#### Written tasks:
A) Translate this sentence from the text on predictive analytics into Spanish: "Predictive analytics is a way of using data to make predictions about future events."
B) Resume the passage on predictive analytics from its final sentence and carry it forward.

#### Text:
* Begin *

Predictive analytics, for all its benefits, can be overwhelming, especially for those who up until now had only been familiar with traditional BI. But predictive analytics has proven to be a revolutionary technology for many industries, and companies who have not yet made the leap to predictive analytics are ready to reap the same benefits that many of their peers have already achieved. However, before they can start introducing predictive analytics, these companies need to have a firm understanding of what predictive analytics is.

What is predictive analytics?

Predictive analytics is a way of using data to make predictions about future events. Data mining, statistics, and modeling can all be used to better inform the predictive model so it can more accurately analyze current data, thereby making more accurate predictions about future events. There are enormous benefits to using predictive analytics, but successfully deploying them can be a bit of a challenge. Recently, I was interviewed by John Edwards at CIO for an article about this exact topic, and about the steps that companies can take to help ensure success when they’re ready to start introducing predictive analytics. While John explores seven of these steps in his article, I’m emphasizing the four that I find most critical.

* End *

#### Excerpted records:

* Begin *

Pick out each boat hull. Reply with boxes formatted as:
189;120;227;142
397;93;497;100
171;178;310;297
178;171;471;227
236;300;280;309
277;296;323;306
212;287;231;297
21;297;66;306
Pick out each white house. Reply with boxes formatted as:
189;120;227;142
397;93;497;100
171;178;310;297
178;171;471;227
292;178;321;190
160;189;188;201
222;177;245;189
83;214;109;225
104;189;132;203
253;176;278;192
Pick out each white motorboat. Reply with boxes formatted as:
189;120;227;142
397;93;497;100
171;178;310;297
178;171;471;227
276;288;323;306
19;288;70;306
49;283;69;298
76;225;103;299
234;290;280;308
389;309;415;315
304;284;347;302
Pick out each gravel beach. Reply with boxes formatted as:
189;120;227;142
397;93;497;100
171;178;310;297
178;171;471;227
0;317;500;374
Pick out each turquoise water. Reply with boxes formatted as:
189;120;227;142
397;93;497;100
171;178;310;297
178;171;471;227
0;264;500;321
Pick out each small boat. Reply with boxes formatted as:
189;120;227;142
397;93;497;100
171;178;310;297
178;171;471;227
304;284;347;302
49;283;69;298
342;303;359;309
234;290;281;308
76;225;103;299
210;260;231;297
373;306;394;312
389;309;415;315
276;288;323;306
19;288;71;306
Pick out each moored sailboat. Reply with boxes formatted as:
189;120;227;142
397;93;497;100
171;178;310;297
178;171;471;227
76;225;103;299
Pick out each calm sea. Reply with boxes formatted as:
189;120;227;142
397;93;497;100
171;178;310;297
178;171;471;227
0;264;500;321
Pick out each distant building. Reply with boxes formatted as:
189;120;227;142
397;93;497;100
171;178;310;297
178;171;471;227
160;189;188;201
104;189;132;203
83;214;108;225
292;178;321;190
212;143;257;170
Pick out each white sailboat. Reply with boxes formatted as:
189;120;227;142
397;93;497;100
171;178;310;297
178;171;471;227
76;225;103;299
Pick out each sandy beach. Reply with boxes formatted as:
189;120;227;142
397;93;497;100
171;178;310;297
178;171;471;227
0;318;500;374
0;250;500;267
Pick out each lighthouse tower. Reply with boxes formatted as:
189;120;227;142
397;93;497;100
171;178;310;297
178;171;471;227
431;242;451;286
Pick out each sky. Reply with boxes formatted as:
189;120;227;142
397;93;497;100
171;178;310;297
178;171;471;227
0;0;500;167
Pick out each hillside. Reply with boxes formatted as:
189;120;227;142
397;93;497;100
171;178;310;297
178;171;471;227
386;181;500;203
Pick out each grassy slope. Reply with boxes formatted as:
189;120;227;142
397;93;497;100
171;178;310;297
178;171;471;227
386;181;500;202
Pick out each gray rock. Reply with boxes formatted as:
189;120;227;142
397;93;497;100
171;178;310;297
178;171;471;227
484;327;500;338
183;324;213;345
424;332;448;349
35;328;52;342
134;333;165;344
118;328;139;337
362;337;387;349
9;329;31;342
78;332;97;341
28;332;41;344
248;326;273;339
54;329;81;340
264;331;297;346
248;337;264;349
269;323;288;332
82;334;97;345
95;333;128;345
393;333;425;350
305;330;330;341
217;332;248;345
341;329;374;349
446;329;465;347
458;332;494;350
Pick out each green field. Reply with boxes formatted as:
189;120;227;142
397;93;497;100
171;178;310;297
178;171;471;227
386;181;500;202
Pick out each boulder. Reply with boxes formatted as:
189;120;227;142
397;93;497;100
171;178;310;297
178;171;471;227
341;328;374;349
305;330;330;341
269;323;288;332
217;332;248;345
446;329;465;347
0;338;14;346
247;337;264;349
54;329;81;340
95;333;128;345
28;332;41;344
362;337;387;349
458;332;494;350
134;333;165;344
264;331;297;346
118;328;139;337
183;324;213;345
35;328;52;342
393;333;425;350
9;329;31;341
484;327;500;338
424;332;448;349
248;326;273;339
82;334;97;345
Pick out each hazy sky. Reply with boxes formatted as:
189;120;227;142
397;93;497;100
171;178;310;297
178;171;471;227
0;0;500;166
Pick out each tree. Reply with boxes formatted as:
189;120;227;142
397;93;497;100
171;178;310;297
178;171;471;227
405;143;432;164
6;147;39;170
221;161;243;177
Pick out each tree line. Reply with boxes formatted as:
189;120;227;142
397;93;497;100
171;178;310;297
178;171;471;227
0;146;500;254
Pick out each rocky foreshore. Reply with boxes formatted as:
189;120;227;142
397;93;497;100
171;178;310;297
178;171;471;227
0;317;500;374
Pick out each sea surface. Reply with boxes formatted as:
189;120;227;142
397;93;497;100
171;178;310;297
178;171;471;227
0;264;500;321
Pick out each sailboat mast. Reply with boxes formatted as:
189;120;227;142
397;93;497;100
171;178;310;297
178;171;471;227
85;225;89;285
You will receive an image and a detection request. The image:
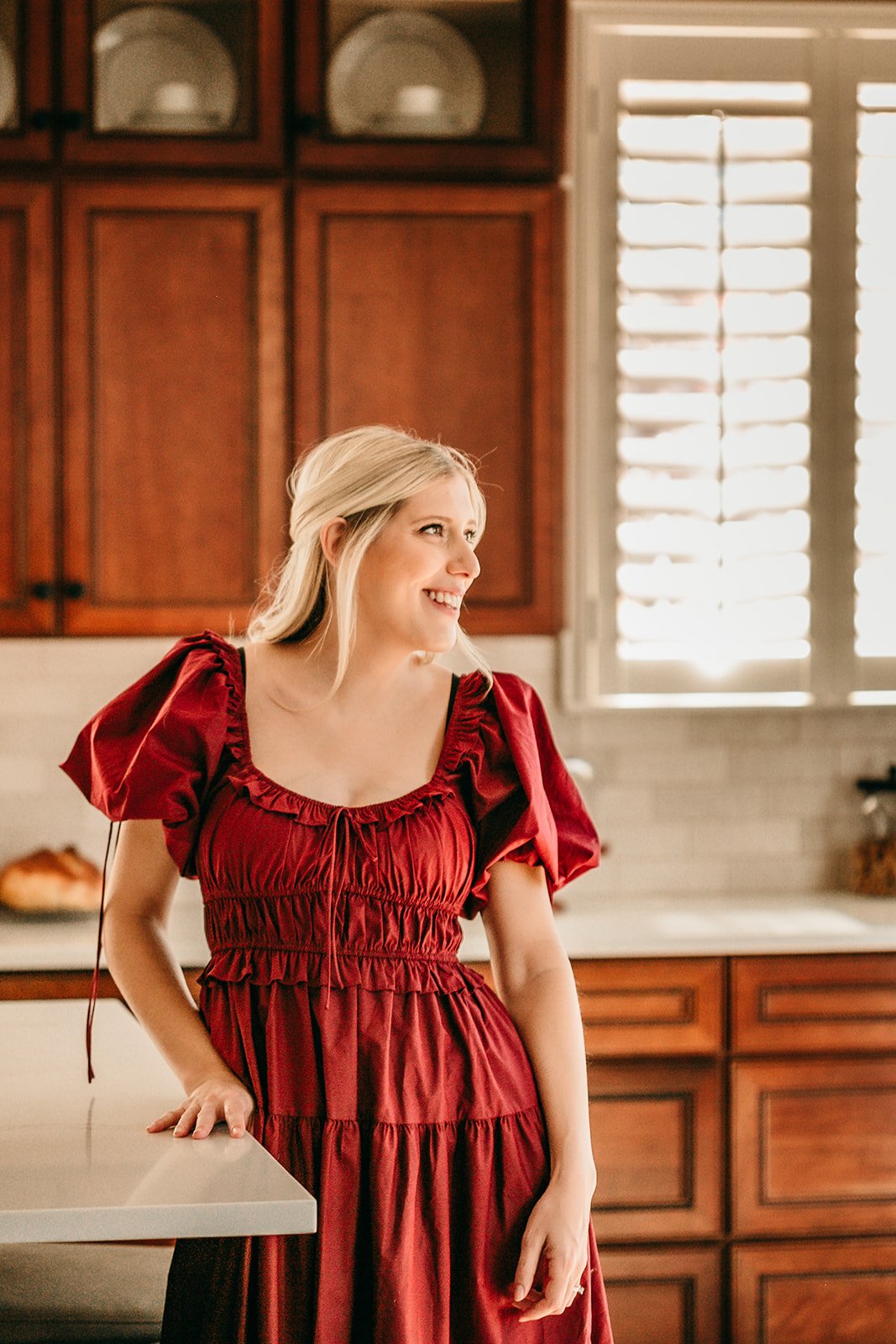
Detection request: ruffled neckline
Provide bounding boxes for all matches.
[195,630,484,827]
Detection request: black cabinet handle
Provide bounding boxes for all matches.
[31,108,87,130]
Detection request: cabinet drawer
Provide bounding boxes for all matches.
[731,1238,896,1344]
[731,953,896,1053]
[572,957,724,1059]
[589,1062,721,1242]
[731,1059,896,1236]
[600,1246,721,1344]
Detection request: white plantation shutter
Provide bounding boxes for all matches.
[856,84,896,659]
[616,79,811,670]
[563,8,896,708]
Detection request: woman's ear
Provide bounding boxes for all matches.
[320,517,348,564]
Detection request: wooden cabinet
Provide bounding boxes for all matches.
[0,181,56,636]
[0,0,565,181]
[730,953,896,1344]
[294,183,563,634]
[600,1246,725,1344]
[575,957,724,1059]
[731,1057,896,1236]
[0,0,564,636]
[477,953,896,1344]
[0,180,291,634]
[296,0,567,181]
[63,181,291,634]
[10,954,896,1344]
[589,1060,723,1242]
[0,0,286,170]
[731,1236,896,1344]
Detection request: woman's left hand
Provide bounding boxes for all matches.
[511,1178,594,1321]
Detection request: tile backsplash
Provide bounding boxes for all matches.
[0,636,896,895]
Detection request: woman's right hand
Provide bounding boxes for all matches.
[146,1070,255,1138]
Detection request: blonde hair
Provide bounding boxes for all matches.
[246,425,491,695]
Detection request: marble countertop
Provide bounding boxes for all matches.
[0,879,896,970]
[0,999,317,1243]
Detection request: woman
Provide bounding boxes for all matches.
[62,425,611,1344]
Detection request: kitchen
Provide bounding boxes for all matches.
[0,0,896,1344]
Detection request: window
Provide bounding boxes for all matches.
[569,0,896,706]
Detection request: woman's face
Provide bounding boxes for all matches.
[358,475,479,654]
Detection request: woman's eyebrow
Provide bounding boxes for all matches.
[411,513,475,527]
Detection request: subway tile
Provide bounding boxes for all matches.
[603,855,728,898]
[600,820,694,863]
[616,748,728,784]
[652,781,764,822]
[693,818,802,858]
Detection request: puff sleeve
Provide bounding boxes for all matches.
[59,630,230,878]
[461,672,600,919]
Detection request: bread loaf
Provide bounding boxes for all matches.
[0,845,102,914]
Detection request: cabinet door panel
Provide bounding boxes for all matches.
[732,1059,896,1235]
[600,1246,720,1344]
[63,181,289,634]
[0,181,56,634]
[574,957,724,1058]
[589,1062,721,1242]
[0,0,52,162]
[296,183,563,634]
[731,953,896,1053]
[60,0,284,168]
[732,1238,896,1344]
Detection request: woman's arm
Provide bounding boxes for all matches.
[482,860,596,1320]
[103,822,254,1138]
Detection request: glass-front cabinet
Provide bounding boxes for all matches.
[296,0,564,176]
[62,0,282,166]
[0,0,565,180]
[0,0,51,161]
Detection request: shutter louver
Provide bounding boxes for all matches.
[616,79,811,670]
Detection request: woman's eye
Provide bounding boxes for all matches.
[421,522,477,546]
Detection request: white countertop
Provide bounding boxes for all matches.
[0,875,896,972]
[0,999,317,1243]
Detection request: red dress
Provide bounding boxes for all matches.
[62,630,611,1344]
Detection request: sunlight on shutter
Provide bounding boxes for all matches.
[856,83,896,657]
[616,81,811,670]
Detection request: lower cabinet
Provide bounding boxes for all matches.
[10,953,896,1344]
[600,1246,721,1344]
[731,1236,896,1344]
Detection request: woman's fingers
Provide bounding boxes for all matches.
[146,1078,255,1138]
[146,1106,184,1131]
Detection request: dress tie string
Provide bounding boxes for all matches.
[85,822,121,1084]
[324,805,349,1008]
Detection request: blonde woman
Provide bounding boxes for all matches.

* End *

#### The answers:
A) El análisis predictivo es una forma de utilizar datos para hacer predicciones sobre acontecimientos futuros.

B)
1. Build a solid data foundation

Before any attempt is made to seriously introduce predictive analytics, companies need to first address their data foundation. Analytics is only as good as the data, so it’s absolutely vital to take the time to do this legwork in advance. What kind of data do you have? What sources do you use? Is it well-structured? Is it clean and accessible? Is the data harmonized, timely, or even accurate? Is data among multiple sources integrated in a good way? In order for predictive analytics to work the way expected, the algorithms need access to structured, clean, and accurate data that is up-to-date.

Additionally, it is essential to have both business and subject matter expertise about the data in question. If you’re looking at IoT data, is there a technician who understands what all the different technical data streams of switches and alerts mean? If this is clickstream marketing data, is there an analyst who understands all the user interactions, marketing campaigns, and features that have been logged? Well-developed data science is designed with validity and hypotheses in mind. The team has to understand the data to both develop accurate hypotheses and models for face validity.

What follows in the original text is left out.